[Object pointing dataset rows]
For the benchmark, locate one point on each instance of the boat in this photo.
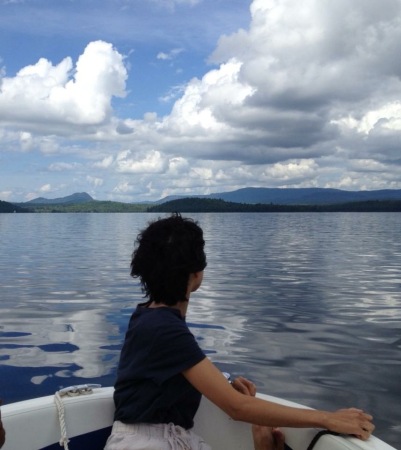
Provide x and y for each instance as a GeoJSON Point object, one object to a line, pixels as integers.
{"type": "Point", "coordinates": [80, 418]}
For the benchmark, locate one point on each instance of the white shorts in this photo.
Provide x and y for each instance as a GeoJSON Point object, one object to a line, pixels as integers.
{"type": "Point", "coordinates": [143, 436]}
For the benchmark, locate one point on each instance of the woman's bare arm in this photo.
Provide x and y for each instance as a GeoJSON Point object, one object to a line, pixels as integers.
{"type": "Point", "coordinates": [208, 380]}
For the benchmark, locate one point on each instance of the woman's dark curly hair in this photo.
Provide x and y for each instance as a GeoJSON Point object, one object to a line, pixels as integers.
{"type": "Point", "coordinates": [166, 253]}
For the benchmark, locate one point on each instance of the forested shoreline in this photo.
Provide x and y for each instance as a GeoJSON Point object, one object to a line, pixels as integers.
{"type": "Point", "coordinates": [199, 205]}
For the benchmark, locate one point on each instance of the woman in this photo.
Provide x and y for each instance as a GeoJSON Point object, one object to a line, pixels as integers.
{"type": "Point", "coordinates": [163, 372]}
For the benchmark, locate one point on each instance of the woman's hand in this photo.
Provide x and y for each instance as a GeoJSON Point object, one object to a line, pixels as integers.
{"type": "Point", "coordinates": [351, 421]}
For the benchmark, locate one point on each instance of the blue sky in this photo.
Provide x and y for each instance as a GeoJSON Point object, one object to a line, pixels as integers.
{"type": "Point", "coordinates": [134, 100]}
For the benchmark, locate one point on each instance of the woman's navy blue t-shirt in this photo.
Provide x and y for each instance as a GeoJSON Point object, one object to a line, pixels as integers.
{"type": "Point", "coordinates": [150, 387]}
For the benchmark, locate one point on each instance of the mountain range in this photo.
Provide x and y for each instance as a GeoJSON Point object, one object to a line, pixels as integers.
{"type": "Point", "coordinates": [301, 196]}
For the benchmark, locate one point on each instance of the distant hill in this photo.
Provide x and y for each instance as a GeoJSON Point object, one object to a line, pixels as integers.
{"type": "Point", "coordinates": [301, 196]}
{"type": "Point", "coordinates": [81, 197]}
{"type": "Point", "coordinates": [6, 207]}
{"type": "Point", "coordinates": [196, 204]}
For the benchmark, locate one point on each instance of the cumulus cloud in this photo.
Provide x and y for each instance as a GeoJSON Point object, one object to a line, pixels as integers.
{"type": "Point", "coordinates": [42, 95]}
{"type": "Point", "coordinates": [307, 95]}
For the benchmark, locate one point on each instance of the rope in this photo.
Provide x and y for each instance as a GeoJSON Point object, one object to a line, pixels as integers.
{"type": "Point", "coordinates": [60, 408]}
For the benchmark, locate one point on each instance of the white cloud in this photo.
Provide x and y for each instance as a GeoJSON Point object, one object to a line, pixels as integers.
{"type": "Point", "coordinates": [151, 162]}
{"type": "Point", "coordinates": [308, 95]}
{"type": "Point", "coordinates": [43, 94]}
{"type": "Point", "coordinates": [172, 54]}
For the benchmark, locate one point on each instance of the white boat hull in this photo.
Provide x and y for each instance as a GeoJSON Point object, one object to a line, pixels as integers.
{"type": "Point", "coordinates": [34, 424]}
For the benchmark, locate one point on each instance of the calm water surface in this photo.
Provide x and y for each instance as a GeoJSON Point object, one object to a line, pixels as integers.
{"type": "Point", "coordinates": [306, 305]}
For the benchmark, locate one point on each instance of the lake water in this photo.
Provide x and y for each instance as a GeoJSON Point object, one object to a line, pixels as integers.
{"type": "Point", "coordinates": [306, 305]}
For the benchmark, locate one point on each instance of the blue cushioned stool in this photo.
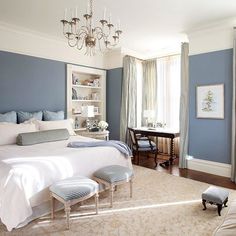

■ **REQUIRED TASK**: Pick out every line above that contains the string "cloud", matching case exactly, and copy each one in full.

■ **COMPLETED TASK**:
For the benchmark, locate one point on each instance of the cumulus cloud in this photo.
For the benchmark, locate one point on each instance of the white cloud in this photo.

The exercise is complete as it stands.